● **Problems and tasks**
(a) Quote the passage of the Cardosi profile from "Cardosi said the" to "to see fixed.".
(b) In the Cardosi profile, which position did Cardosi play in fast-pitch softball at Iowa State?

● **Selected excerpt**

▬▬▬▬▬▬▬▬▬▬

Cardosi said the only thing he would change about Louisville would be the Kennedy Bridge and its notorious potholes, which he would like to see fixed.
Does Cardosi enjoy his high-profile status in the community? He tries to remember that his weather forecasting is first and foremost a job. "When someone does recognize me in public, I make it a point, always make it a point, to shake their hand and say, ‘thanks for watching,'” he said.
Cardosi's job is rewarding, but can be stressful at times. “During severe weather is one of them and also the Derby Festival is another one of them,” Cardosi said. “There are a lot of outdoor events and you have to get the forecast right.”
He used to deal with the stress by playing golf but now admits he rarely has the time to play. So instead, he puts on his tool belt for his other great love and method of decompression – carpentry. “I do a lot of work around the house,” Cardosi said. “At Iowa State, that’s how I put myself through school, carpentry on the side.”
Cardosi was born on September 7 on the South side of Chicago. He has two brothers and two sisters. He described his child hood as happy and he was athletic, focusing primarily on football and baseball. He attended Catholic schools: St. Patrick’s for elementary school and Bishop McNamera for high school. He played football from ages 6 to 18, and was on a winning state championship team at Bishop McNamera. That school enjoyed a reputation comparable to Trinity or St. Xavier, here locally, but on a slightly smaller scale.
He played baseball as a youth until college, where at Iowa State he switched to fast-pitch softball. He reported that he played third base and batted a very respectable .350.
Cardosi met his wife Laura while at Bishop McNamera. They both went on to Iowa State, and were married a short time after they graduated. They have been married 22 years and have two daughters ages 17 and 15, and a son, 12.
Cardosi said that they have a special needs daughter who suffers from Prader-Willi Syndrome. “We’re heavenly involved with what we call the Prader-Willie Syndrome Foundation,” Cardosi said. “That’s where our time and effort and even our monetary schedule goes toward that research.”

▬▬▬▬▬▬▬▬▬▬

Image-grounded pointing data
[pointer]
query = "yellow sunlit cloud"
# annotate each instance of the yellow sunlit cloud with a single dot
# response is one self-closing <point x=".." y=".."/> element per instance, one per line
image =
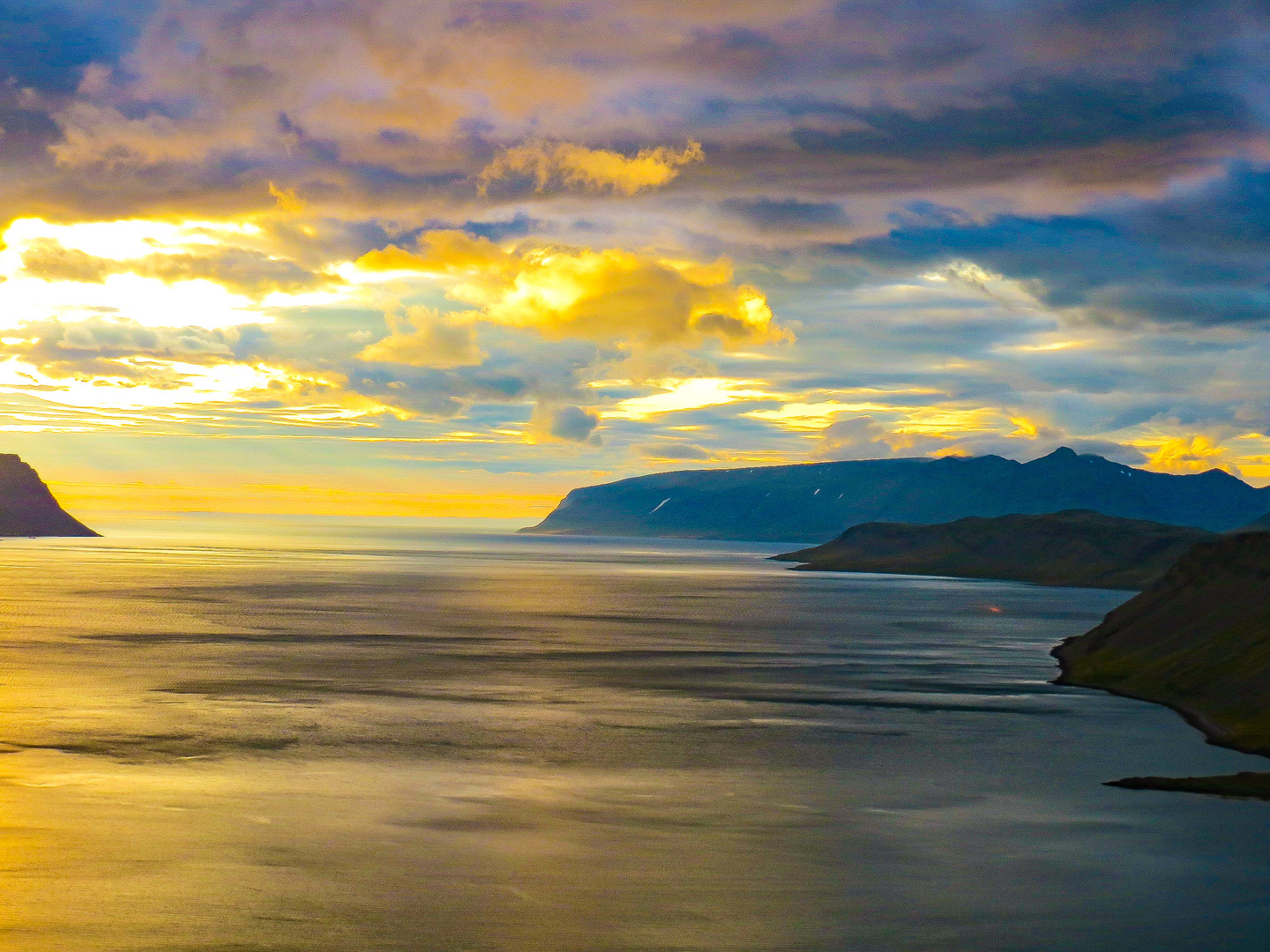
<point x="606" y="296"/>
<point x="146" y="299"/>
<point x="1186" y="455"/>
<point x="814" y="417"/>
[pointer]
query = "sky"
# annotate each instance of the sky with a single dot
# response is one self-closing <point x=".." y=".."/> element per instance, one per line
<point x="456" y="258"/>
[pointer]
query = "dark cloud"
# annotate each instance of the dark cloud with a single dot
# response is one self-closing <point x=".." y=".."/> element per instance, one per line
<point x="788" y="213"/>
<point x="1192" y="258"/>
<point x="572" y="424"/>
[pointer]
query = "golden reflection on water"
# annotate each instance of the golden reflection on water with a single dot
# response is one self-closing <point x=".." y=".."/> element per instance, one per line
<point x="197" y="759"/>
<point x="314" y="740"/>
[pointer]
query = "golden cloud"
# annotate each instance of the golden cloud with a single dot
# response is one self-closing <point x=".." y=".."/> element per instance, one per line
<point x="422" y="338"/>
<point x="594" y="167"/>
<point x="609" y="296"/>
<point x="1194" y="455"/>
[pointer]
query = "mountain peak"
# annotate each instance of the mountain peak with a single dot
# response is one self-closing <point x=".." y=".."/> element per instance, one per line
<point x="1064" y="455"/>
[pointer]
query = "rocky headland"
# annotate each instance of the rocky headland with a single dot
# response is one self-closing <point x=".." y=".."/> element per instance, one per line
<point x="1199" y="643"/>
<point x="26" y="507"/>
<point x="1077" y="547"/>
<point x="813" y="502"/>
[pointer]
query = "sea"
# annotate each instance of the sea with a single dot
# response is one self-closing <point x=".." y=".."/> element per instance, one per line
<point x="280" y="734"/>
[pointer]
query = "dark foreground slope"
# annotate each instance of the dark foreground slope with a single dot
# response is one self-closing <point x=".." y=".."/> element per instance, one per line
<point x="1198" y="641"/>
<point x="816" y="502"/>
<point x="26" y="508"/>
<point x="1074" y="547"/>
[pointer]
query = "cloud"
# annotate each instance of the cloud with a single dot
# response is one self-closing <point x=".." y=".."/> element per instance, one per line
<point x="672" y="452"/>
<point x="1195" y="257"/>
<point x="594" y="167"/>
<point x="866" y="437"/>
<point x="424" y="339"/>
<point x="566" y="424"/>
<point x="244" y="271"/>
<point x="1194" y="455"/>
<point x="785" y="215"/>
<point x="109" y="346"/>
<point x="609" y="296"/>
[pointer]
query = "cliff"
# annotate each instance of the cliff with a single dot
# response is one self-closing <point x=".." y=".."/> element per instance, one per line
<point x="26" y="508"/>
<point x="816" y="502"/>
<point x="1074" y="547"/>
<point x="1198" y="641"/>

▬▬▬▬▬▬▬▬▬▬

● **Task solutions**
(a)
Cardosi said the only thing he would change about Louisville would be the Kennedy Bridge and its notorious potholes, which he would like to see fixed.

(b) Third base.